• [TRY IT]: From the entries below, work out how many lines contain the string "query"; answer with the number alone.

• [Recorded data]:

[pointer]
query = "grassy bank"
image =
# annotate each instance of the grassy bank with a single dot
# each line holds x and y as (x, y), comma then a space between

==

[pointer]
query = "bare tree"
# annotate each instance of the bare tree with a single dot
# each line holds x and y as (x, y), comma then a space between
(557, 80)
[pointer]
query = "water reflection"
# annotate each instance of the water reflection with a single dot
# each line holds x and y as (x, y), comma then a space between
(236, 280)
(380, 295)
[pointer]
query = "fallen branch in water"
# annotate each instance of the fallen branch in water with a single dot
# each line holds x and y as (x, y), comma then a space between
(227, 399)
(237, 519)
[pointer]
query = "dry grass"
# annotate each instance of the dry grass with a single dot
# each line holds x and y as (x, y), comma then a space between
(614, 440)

• [RESPONSE BELOW]: 5